Activity
Retype, word for word, each line between the lines holding "jacket, one per instance" and "green book cover, one per instance", inclusive, and leave the rest of the data alone.
START Given data
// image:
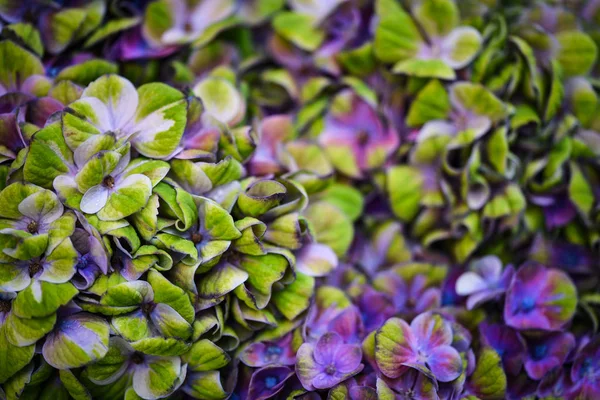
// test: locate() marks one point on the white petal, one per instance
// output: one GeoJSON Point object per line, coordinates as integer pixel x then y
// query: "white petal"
{"type": "Point", "coordinates": [94, 199]}
{"type": "Point", "coordinates": [468, 283]}
{"type": "Point", "coordinates": [436, 128]}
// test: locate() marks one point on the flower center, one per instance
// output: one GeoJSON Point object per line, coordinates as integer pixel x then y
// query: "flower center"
{"type": "Point", "coordinates": [109, 182]}
{"type": "Point", "coordinates": [540, 351]}
{"type": "Point", "coordinates": [330, 370]}
{"type": "Point", "coordinates": [527, 304]}
{"type": "Point", "coordinates": [569, 259]}
{"type": "Point", "coordinates": [32, 227]}
{"type": "Point", "coordinates": [148, 307]}
{"type": "Point", "coordinates": [587, 367]}
{"type": "Point", "coordinates": [34, 268]}
{"type": "Point", "coordinates": [4, 306]}
{"type": "Point", "coordinates": [270, 382]}
{"type": "Point", "coordinates": [137, 357]}
{"type": "Point", "coordinates": [363, 138]}
{"type": "Point", "coordinates": [197, 237]}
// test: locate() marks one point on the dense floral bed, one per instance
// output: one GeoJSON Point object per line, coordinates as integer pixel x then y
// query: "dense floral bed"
{"type": "Point", "coordinates": [301, 199]}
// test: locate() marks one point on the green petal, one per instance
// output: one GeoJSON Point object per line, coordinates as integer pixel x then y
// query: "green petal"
{"type": "Point", "coordinates": [27, 35]}
{"type": "Point", "coordinates": [167, 293]}
{"type": "Point", "coordinates": [396, 37]}
{"type": "Point", "coordinates": [287, 231]}
{"type": "Point", "coordinates": [424, 69]}
{"type": "Point", "coordinates": [263, 272]}
{"type": "Point", "coordinates": [130, 197]}
{"type": "Point", "coordinates": [431, 103]}
{"type": "Point", "coordinates": [206, 385]}
{"type": "Point", "coordinates": [221, 280]}
{"type": "Point", "coordinates": [477, 98]}
{"type": "Point", "coordinates": [221, 99]}
{"type": "Point", "coordinates": [216, 220]}
{"type": "Point", "coordinates": [331, 226]}
{"type": "Point", "coordinates": [12, 358]}
{"type": "Point", "coordinates": [179, 204]}
{"type": "Point", "coordinates": [160, 120]}
{"type": "Point", "coordinates": [63, 26]}
{"type": "Point", "coordinates": [48, 157]}
{"type": "Point", "coordinates": [295, 298]}
{"type": "Point", "coordinates": [80, 340]}
{"type": "Point", "coordinates": [577, 52]}
{"type": "Point", "coordinates": [41, 299]}
{"type": "Point", "coordinates": [580, 190]}
{"type": "Point", "coordinates": [26, 331]}
{"type": "Point", "coordinates": [86, 72]}
{"type": "Point", "coordinates": [75, 388]}
{"type": "Point", "coordinates": [204, 355]}
{"type": "Point", "coordinates": [437, 17]}
{"type": "Point", "coordinates": [159, 346]}
{"type": "Point", "coordinates": [252, 232]}
{"type": "Point", "coordinates": [24, 64]}
{"type": "Point", "coordinates": [300, 29]}
{"type": "Point", "coordinates": [488, 380]}
{"type": "Point", "coordinates": [260, 197]}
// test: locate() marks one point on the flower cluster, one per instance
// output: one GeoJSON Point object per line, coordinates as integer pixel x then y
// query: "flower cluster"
{"type": "Point", "coordinates": [299, 199]}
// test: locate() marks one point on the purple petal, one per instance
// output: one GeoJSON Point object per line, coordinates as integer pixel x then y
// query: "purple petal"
{"type": "Point", "coordinates": [326, 348]}
{"type": "Point", "coordinates": [268, 381]}
{"type": "Point", "coordinates": [348, 358]}
{"type": "Point", "coordinates": [445, 363]}
{"type": "Point", "coordinates": [431, 331]}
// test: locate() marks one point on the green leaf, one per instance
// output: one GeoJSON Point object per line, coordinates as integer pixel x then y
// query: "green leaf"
{"type": "Point", "coordinates": [26, 34]}
{"type": "Point", "coordinates": [295, 297]}
{"type": "Point", "coordinates": [48, 157]}
{"type": "Point", "coordinates": [12, 358]}
{"type": "Point", "coordinates": [437, 17]}
{"type": "Point", "coordinates": [331, 226]}
{"type": "Point", "coordinates": [87, 71]}
{"type": "Point", "coordinates": [204, 355]}
{"type": "Point", "coordinates": [111, 27]}
{"type": "Point", "coordinates": [167, 293]}
{"type": "Point", "coordinates": [23, 65]}
{"type": "Point", "coordinates": [577, 52]}
{"type": "Point", "coordinates": [488, 381]}
{"type": "Point", "coordinates": [580, 190]}
{"type": "Point", "coordinates": [425, 69]}
{"type": "Point", "coordinates": [41, 299]}
{"type": "Point", "coordinates": [299, 29]}
{"type": "Point", "coordinates": [431, 103]}
{"type": "Point", "coordinates": [405, 190]}
{"type": "Point", "coordinates": [396, 36]}
{"type": "Point", "coordinates": [221, 280]}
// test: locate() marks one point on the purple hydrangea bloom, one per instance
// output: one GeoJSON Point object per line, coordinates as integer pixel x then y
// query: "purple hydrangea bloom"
{"type": "Point", "coordinates": [585, 372]}
{"type": "Point", "coordinates": [279, 351]}
{"type": "Point", "coordinates": [547, 353]}
{"type": "Point", "coordinates": [268, 381]}
{"type": "Point", "coordinates": [485, 281]}
{"type": "Point", "coordinates": [409, 298]}
{"type": "Point", "coordinates": [424, 345]}
{"type": "Point", "coordinates": [508, 344]}
{"type": "Point", "coordinates": [328, 362]}
{"type": "Point", "coordinates": [539, 298]}
{"type": "Point", "coordinates": [356, 138]}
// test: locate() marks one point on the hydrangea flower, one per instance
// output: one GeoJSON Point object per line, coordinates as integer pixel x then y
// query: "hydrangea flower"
{"type": "Point", "coordinates": [539, 298]}
{"type": "Point", "coordinates": [355, 138]}
{"type": "Point", "coordinates": [328, 362]}
{"type": "Point", "coordinates": [584, 372]}
{"type": "Point", "coordinates": [424, 345]}
{"type": "Point", "coordinates": [431, 45]}
{"type": "Point", "coordinates": [485, 281]}
{"type": "Point", "coordinates": [547, 353]}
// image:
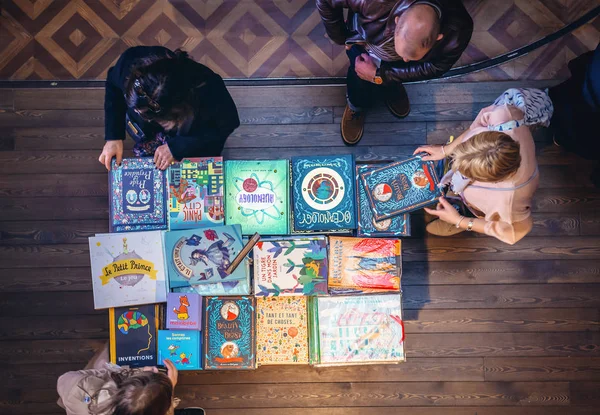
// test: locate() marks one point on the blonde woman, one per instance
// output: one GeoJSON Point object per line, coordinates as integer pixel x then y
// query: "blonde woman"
{"type": "Point", "coordinates": [493, 168]}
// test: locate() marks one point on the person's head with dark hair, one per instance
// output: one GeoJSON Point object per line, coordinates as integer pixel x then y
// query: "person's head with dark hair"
{"type": "Point", "coordinates": [159, 89]}
{"type": "Point", "coordinates": [417, 30]}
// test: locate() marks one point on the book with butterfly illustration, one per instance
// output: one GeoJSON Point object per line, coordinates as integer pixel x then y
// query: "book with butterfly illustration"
{"type": "Point", "coordinates": [364, 265]}
{"type": "Point", "coordinates": [202, 256]}
{"type": "Point", "coordinates": [182, 347]}
{"type": "Point", "coordinates": [367, 225]}
{"type": "Point", "coordinates": [133, 333]}
{"type": "Point", "coordinates": [257, 196]}
{"type": "Point", "coordinates": [137, 196]}
{"type": "Point", "coordinates": [291, 266]}
{"type": "Point", "coordinates": [128, 269]}
{"type": "Point", "coordinates": [351, 330]}
{"type": "Point", "coordinates": [281, 330]}
{"type": "Point", "coordinates": [401, 187]}
{"type": "Point", "coordinates": [229, 333]}
{"type": "Point", "coordinates": [196, 193]}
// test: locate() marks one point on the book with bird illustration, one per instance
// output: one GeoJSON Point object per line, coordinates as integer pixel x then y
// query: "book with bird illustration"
{"type": "Point", "coordinates": [133, 333]}
{"type": "Point", "coordinates": [229, 333]}
{"type": "Point", "coordinates": [137, 196]}
{"type": "Point", "coordinates": [281, 331]}
{"type": "Point", "coordinates": [196, 193]}
{"type": "Point", "coordinates": [291, 266]}
{"type": "Point", "coordinates": [401, 187]}
{"type": "Point", "coordinates": [182, 347]}
{"type": "Point", "coordinates": [257, 196]}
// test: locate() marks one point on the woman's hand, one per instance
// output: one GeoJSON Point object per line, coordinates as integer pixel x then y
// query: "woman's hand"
{"type": "Point", "coordinates": [163, 157]}
{"type": "Point", "coordinates": [172, 372]}
{"type": "Point", "coordinates": [435, 152]}
{"type": "Point", "coordinates": [112, 148]}
{"type": "Point", "coordinates": [445, 211]}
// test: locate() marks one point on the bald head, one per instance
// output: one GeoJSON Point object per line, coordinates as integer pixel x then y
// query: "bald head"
{"type": "Point", "coordinates": [417, 30]}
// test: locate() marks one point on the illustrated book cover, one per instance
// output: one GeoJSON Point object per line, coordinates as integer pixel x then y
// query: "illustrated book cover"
{"type": "Point", "coordinates": [182, 347]}
{"type": "Point", "coordinates": [257, 196]}
{"type": "Point", "coordinates": [367, 225]}
{"type": "Point", "coordinates": [137, 196]}
{"type": "Point", "coordinates": [196, 193]}
{"type": "Point", "coordinates": [201, 256]}
{"type": "Point", "coordinates": [133, 333]}
{"type": "Point", "coordinates": [184, 311]}
{"type": "Point", "coordinates": [323, 194]}
{"type": "Point", "coordinates": [349, 330]}
{"type": "Point", "coordinates": [401, 187]}
{"type": "Point", "coordinates": [229, 333]}
{"type": "Point", "coordinates": [287, 267]}
{"type": "Point", "coordinates": [362, 265]}
{"type": "Point", "coordinates": [281, 330]}
{"type": "Point", "coordinates": [128, 269]}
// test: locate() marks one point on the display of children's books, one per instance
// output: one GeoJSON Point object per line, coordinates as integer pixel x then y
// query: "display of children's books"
{"type": "Point", "coordinates": [367, 225]}
{"type": "Point", "coordinates": [281, 330]}
{"type": "Point", "coordinates": [362, 265]}
{"type": "Point", "coordinates": [257, 196]}
{"type": "Point", "coordinates": [323, 194]}
{"type": "Point", "coordinates": [184, 311]}
{"type": "Point", "coordinates": [182, 347]}
{"type": "Point", "coordinates": [128, 269]}
{"type": "Point", "coordinates": [133, 332]}
{"type": "Point", "coordinates": [196, 193]}
{"type": "Point", "coordinates": [201, 256]}
{"type": "Point", "coordinates": [229, 333]}
{"type": "Point", "coordinates": [401, 187]}
{"type": "Point", "coordinates": [287, 267]}
{"type": "Point", "coordinates": [348, 330]}
{"type": "Point", "coordinates": [137, 196]}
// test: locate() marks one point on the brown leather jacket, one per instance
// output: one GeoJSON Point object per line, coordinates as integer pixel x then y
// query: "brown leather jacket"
{"type": "Point", "coordinates": [375, 22]}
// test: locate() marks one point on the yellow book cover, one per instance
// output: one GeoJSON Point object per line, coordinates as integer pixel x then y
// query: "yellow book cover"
{"type": "Point", "coordinates": [282, 332]}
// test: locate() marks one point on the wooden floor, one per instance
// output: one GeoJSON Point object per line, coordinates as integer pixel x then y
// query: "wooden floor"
{"type": "Point", "coordinates": [492, 329]}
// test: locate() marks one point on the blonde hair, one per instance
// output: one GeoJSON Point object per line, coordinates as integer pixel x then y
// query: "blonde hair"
{"type": "Point", "coordinates": [490, 156]}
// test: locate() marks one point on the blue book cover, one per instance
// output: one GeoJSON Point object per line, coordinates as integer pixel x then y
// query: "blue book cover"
{"type": "Point", "coordinates": [367, 225]}
{"type": "Point", "coordinates": [229, 333]}
{"type": "Point", "coordinates": [201, 256]}
{"type": "Point", "coordinates": [401, 187]}
{"type": "Point", "coordinates": [323, 194]}
{"type": "Point", "coordinates": [182, 347]}
{"type": "Point", "coordinates": [138, 196]}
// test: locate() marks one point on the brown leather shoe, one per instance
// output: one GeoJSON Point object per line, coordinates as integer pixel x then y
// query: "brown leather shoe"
{"type": "Point", "coordinates": [397, 101]}
{"type": "Point", "coordinates": [353, 125]}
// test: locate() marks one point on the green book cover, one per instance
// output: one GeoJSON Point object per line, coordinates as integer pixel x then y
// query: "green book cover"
{"type": "Point", "coordinates": [257, 196]}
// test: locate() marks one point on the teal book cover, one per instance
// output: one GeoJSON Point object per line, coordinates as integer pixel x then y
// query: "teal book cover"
{"type": "Point", "coordinates": [182, 347]}
{"type": "Point", "coordinates": [257, 196]}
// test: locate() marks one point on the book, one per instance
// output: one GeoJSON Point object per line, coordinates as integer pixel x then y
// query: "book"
END Given data
Solution for this problem
// test: locate() marks one point on the brown leather jacket, one per instance
// output: one GeoJSON Point object per line, coordinates as integer pixel x then y
// query: "brown leather jacket"
{"type": "Point", "coordinates": [375, 22]}
// test: locate() marks one point on the yellow book cover, one per instance
// output: one GeoJSON Point object per line, coordinates as integer pixel x then y
// query: "yellow book cover"
{"type": "Point", "coordinates": [282, 332]}
// test: locate() marks one point on the wooden floor, one per instance
// output: one GeoJSON Point object per line, coordinates as integer pixel x then y
// query: "wooden floor"
{"type": "Point", "coordinates": [492, 329]}
// test: locate() marks one point on the blonde hair, one per instance
// output: one GeoJSON Point object per line, coordinates as integer pixel x then y
// query: "blonde hair"
{"type": "Point", "coordinates": [490, 156]}
// test: locate() marks one point on the blue book cover, one per instance
// output: one GeoJSON Point object per line, coordinates as integer pixel x then y
// query: "blue book cover"
{"type": "Point", "coordinates": [367, 225]}
{"type": "Point", "coordinates": [229, 333]}
{"type": "Point", "coordinates": [201, 256]}
{"type": "Point", "coordinates": [401, 187]}
{"type": "Point", "coordinates": [323, 194]}
{"type": "Point", "coordinates": [182, 347]}
{"type": "Point", "coordinates": [138, 196]}
// test: locate() marks one point on the brown leather shoe, one per instance
// output: one GeoJSON Point object per line, coordinates as integer pixel x then y
// query: "brown leather shoe"
{"type": "Point", "coordinates": [397, 101]}
{"type": "Point", "coordinates": [353, 125]}
// test: locate() marks one point on the green book cover, one per instance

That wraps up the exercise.